Given exercise: Could you copy out every line of the data from the line with "Wanted = one point per instance on the white decorative" through the end, offsetting each x and y coordinate in the answer points by 121 and leaving all other numbers unchanged?

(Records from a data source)
━━━━━━━━

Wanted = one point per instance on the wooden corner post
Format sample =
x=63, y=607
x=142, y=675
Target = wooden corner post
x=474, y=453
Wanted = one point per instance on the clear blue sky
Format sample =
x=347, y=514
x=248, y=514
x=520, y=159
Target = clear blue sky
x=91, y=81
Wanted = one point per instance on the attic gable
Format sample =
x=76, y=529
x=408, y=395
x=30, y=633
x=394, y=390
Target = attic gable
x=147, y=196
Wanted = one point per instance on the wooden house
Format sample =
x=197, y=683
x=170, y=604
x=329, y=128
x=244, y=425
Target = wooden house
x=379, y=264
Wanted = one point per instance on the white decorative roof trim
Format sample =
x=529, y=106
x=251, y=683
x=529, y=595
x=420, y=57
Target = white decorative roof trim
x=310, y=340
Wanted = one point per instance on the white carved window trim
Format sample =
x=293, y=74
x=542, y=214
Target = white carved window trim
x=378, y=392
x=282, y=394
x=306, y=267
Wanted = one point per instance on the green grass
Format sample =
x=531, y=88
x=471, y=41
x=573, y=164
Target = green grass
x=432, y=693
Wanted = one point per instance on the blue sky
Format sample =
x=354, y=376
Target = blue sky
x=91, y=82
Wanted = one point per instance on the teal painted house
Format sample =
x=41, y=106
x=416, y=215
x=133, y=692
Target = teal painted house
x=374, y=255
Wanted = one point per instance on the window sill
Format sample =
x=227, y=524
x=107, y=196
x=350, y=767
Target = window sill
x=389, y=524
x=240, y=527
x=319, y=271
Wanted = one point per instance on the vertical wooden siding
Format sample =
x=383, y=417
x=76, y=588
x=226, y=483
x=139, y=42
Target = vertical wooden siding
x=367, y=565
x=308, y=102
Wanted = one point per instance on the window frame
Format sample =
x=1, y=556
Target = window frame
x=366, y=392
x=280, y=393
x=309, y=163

━━━━━━━━

Written answer:
Wanted = one point per instance on the white decorative roof trim
Format sample =
x=529, y=106
x=251, y=683
x=529, y=595
x=420, y=57
Target = white decorative roof trim
x=431, y=461
Wanted = one point per instance on the white carved window trim
Format sample =
x=293, y=74
x=542, y=214
Target = white carved window trim
x=499, y=513
x=403, y=515
x=427, y=388
Wanted = one point per instance on the green grass
Format sample =
x=531, y=88
x=471, y=41
x=573, y=164
Target = green grass
x=553, y=814
Wanted = one point per instance on the blue sky
Format sample =
x=354, y=376
Target = blue sky
x=212, y=203
Wanted = one point per instance on the teal painted house
Format sample =
x=41, y=106
x=416, y=215
x=133, y=692
Target = teal painted house
x=495, y=376
Wanted = one point per instance on the window sill
Format sample =
x=227, y=524
x=107, y=196
x=350, y=767
Target = window sill
x=510, y=645
x=361, y=648
x=440, y=392
Wanted = one point per instance on the vertical wooden siding
Format sample =
x=383, y=417
x=76, y=588
x=226, y=483
x=139, y=42
Target = vertical wooden siding
x=488, y=686
x=429, y=223
Wanted = one point per instance on the window frame
Format sample =
x=1, y=556
Target = window frame
x=487, y=513
x=401, y=514
x=430, y=284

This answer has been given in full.